Dataset rows:
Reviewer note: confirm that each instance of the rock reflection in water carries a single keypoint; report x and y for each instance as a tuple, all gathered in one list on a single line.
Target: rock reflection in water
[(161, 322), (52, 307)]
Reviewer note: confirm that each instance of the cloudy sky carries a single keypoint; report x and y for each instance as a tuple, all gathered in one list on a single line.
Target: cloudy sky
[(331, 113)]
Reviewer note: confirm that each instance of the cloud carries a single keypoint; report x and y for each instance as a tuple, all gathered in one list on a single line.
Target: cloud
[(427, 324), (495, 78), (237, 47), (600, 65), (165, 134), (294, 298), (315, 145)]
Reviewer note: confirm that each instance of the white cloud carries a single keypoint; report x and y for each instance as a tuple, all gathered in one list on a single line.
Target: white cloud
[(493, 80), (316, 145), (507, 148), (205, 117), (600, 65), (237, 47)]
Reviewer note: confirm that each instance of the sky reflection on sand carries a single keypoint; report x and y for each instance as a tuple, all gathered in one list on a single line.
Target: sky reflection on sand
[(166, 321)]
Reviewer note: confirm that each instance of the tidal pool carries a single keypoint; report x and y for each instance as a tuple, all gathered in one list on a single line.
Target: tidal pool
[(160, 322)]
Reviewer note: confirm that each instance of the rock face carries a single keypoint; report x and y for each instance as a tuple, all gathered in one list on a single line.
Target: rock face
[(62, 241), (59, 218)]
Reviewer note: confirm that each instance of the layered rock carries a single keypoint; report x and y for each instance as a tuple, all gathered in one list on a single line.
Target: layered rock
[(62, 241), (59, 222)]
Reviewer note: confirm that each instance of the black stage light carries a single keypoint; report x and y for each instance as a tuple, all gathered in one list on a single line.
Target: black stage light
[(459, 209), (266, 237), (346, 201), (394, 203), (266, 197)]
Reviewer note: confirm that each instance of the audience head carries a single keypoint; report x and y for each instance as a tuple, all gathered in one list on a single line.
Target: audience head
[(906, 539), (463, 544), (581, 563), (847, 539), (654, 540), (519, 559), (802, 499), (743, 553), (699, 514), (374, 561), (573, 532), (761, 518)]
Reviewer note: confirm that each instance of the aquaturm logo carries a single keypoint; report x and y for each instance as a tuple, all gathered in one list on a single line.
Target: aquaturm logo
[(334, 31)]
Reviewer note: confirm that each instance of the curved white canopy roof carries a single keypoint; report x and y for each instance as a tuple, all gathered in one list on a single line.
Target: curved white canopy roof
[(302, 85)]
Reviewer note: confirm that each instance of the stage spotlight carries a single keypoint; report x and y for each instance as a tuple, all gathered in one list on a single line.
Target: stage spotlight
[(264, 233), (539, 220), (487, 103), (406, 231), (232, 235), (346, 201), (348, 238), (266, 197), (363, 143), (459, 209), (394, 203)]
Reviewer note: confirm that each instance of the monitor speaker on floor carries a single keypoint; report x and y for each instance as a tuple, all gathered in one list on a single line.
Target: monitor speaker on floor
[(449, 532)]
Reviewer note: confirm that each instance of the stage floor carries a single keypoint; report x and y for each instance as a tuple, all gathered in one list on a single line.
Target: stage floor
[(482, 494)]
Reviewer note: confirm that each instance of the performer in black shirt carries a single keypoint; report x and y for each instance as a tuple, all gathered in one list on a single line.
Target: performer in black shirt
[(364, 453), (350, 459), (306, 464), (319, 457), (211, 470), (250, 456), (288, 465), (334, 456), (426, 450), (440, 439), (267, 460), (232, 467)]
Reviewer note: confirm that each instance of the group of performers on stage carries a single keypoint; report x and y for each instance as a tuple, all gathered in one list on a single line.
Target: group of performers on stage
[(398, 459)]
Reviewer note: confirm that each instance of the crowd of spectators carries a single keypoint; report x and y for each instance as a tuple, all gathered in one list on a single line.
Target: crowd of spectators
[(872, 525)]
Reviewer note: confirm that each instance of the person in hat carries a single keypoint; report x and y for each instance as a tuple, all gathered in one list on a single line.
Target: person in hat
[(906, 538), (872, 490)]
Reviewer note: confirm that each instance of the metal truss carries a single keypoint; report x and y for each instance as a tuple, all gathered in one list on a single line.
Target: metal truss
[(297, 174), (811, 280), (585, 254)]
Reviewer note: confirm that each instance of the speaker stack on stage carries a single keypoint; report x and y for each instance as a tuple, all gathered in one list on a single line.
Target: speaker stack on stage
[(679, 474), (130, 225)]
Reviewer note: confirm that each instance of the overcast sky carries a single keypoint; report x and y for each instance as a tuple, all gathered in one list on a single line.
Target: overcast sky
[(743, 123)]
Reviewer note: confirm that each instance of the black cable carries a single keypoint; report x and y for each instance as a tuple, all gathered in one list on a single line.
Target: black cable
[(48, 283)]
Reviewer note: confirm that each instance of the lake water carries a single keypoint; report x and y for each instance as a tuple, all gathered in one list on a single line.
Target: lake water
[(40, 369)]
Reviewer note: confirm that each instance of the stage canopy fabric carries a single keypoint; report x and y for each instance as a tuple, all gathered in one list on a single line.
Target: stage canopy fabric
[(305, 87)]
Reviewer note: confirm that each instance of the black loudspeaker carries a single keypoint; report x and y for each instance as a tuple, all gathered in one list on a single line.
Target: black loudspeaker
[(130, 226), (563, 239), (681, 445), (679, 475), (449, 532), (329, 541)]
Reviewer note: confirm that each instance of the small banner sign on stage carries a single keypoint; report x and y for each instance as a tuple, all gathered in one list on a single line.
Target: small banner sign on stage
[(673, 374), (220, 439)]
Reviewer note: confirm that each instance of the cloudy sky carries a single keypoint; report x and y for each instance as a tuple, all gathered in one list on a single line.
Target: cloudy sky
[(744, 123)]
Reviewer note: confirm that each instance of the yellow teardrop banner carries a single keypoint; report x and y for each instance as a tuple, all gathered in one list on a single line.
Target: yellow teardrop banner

Directions: Reproduce the material precisely, including every line.

In response:
Reviewer note: confirm that each instance of the rock reflection in water carries a single keypoint; report x and y for each instance as a tuple, all gathered in one list on a single line.
Target: rock reflection in water
[(161, 322), (52, 307)]
Reviewer note: confirm that each instance of the cloudy sky carries a single keypoint; report x and y for each instance as a tuple, all gathered in one list on a single line.
Target: cloudy sky
[(331, 113)]
Reviewer note: confirm that each instance of the cloud carries a single keypoint; report x and y for each instance as a tuple, all gathered in one list on a single line.
Target: cloud
[(427, 324), (495, 78), (237, 47), (600, 65), (165, 134), (294, 298), (315, 145)]
Reviewer note: confirm that each instance of the white cloud carries a single keypoint; report x and y for each instance as a tuple, all gathered in one list on a single line.
Target: white cloud
[(493, 80), (316, 145), (507, 148), (205, 117), (600, 65), (237, 47)]
Reviewer note: confirm that each instance of the sky reflection on sand carries a single keypoint; report x and y for each instance as a tuple, all gathered in one list on a single line.
Target: sky reflection on sand
[(166, 321)]
Reviewer note: confirm that each instance of the tidal pool carries a single keypoint; report x and y for each instance as a tuple, all gathered in one list on a single line.
Target: tidal pool
[(160, 322)]
Reviewer note: confirm that each instance of the rock face carries a single keypoint; report x and y for each instance as a tuple, all gathered in one list on a single line.
Target: rock face
[(62, 241), (59, 218)]
Reviewer note: confirm that each instance of the layered rock carries a single keypoint; report x and y for each instance as a tuple, all gathered in one list on a single line.
Target: layered rock
[(62, 241), (59, 222)]
Reviewer note: confirm that each instance of the black stage light carries a single keypoint; report x and y for each instance as a tuple, all gathered in one list on a single line.
Target: black stage light
[(459, 209), (266, 237), (346, 201), (394, 203), (266, 197)]
Reviewer note: confirm that each instance of the audience head carries a single keypoint; report x and y for each instance as a tuple, all gathered in one list on a single line.
Target: audience head
[(906, 539), (463, 544), (581, 563), (847, 539), (654, 540), (519, 559), (802, 499), (743, 553), (699, 514), (374, 561), (573, 532), (761, 518)]
Reviewer note: confirm that each instance of the aquaturm logo carries a single keypoint; report x and y for each instance as a tuple, all gathered in one list on a single line.
Target: aquaturm logo
[(334, 31)]
Reviewer note: confirm that each instance of the curved white canopy roof carries a single keypoint; report x and y for each instance as a tuple, all gathered in one list on a single line.
Target: curved white canopy roof
[(302, 85)]
Reviewer note: confirm that each instance of the stage spotlight carries a single keypoint; report x and y for each instance as a tuple, all gathered in one list on a single line.
Target: stage spotlight
[(264, 233), (539, 220), (487, 103), (406, 231), (232, 235), (346, 201), (348, 238), (266, 197), (363, 143), (459, 209), (394, 203)]
Reviewer note: confirm that each instance of the monitor speaker on floor carries a single keypoint; report x and y for each instance as a tuple, all gathered in one list on a single line.
Target: monitor speaker on floor
[(449, 532)]
Reviewer note: confirm that each instance of the stage floor carries a single keypoint; report x and y for each instance as a tuple, all gathered in one list on a single line.
Target: stage floor
[(482, 494)]
Reviewer note: confirm that each instance of the performer in black shirt carries a single keypoint; report x and y for each instance as a tuple, all gathered in one list on a single line.
Target: performer in black shirt
[(364, 453), (350, 459), (306, 464), (319, 457), (211, 470), (250, 456), (288, 465), (334, 456), (426, 450), (440, 439), (267, 460), (232, 467)]
Reviewer note: confirm that each instance of the group of performers on stage carries a single keypoint; report x and y for each instance as a tuple, all gathered in one list on a single line.
Target: group of performers on stage
[(398, 459)]
Reviewer note: confirm that each instance of the crowd of spectators carries a single keypoint; report x and y for each instance as a tuple, all gathered in one list on a single line.
Target: crowd of spectators
[(872, 525)]
Reviewer note: confirm that each instance of the person in hat carries a single keypoint; report x and y for each instance as a tuple, all gathered in one list on a single line.
Target: person in hat
[(906, 538), (872, 490)]
Reviewer note: confirm that each instance of the metal truss carries a single keypoint; report x and y for each instance as a tuple, all gathered in one list on a single line.
Target: metal truss
[(297, 174), (811, 280), (585, 254)]
Reviewer note: confirm that each instance of the speaker stack on stage carries a single keypoint; report x and y for each instance as a tuple, all gathered in one list on a single line.
Target: speaker stack on stage
[(679, 474), (130, 225)]
Reviewer note: confirm that each instance of the overcast sky carries a single keypoint; report x and y for each instance as a tuple, all gathered in one list on a single line.
Target: overcast sky
[(743, 123)]
Reviewer note: confirm that each instance of the black cable carries a single keypoint; report x and y for each instance as a tuple, all gathered in one list on a single line.
Target: black cable
[(48, 283)]
Reviewer note: confirm that each instance of the lake water carries a single keypoint; report x and y for each instance as a tuple, all gathered in one list on a single line.
Target: lake water
[(40, 369)]
Reviewer note: confirm that each instance of the stage canopy fabric carries a single keypoint; report x and y for each instance as a tuple, all gathered in one list on a single line.
Target: stage canopy fabric
[(305, 87)]
Reviewer note: confirm that each instance of the black loudspeaker carries a single keypoint; report x and y for each instance as a tuple, all gathered in one list on a single line.
Target: black loudspeaker
[(130, 226), (563, 239), (681, 445), (679, 475), (449, 532), (329, 541)]
Reviewer note: confirm that each instance of the small banner sign on stage carries a single keypoint; report x and y for each instance as a tuple, all gathered in one list on a single line.
Target: small banner sign on stage
[(673, 374), (220, 439)]
Reviewer note: confirm that each instance of the cloudy sky carries a single keypoint; report x and y for each instance as a tuple, all gathered in one list on a single line.
Target: cloudy sky
[(744, 123)]
Reviewer note: confirm that each instance of the yellow teardrop banner carries a single keypoint; report x and y for each instance as a tuple, all gathered in one list on a single line.
Target: yellow teardrop banner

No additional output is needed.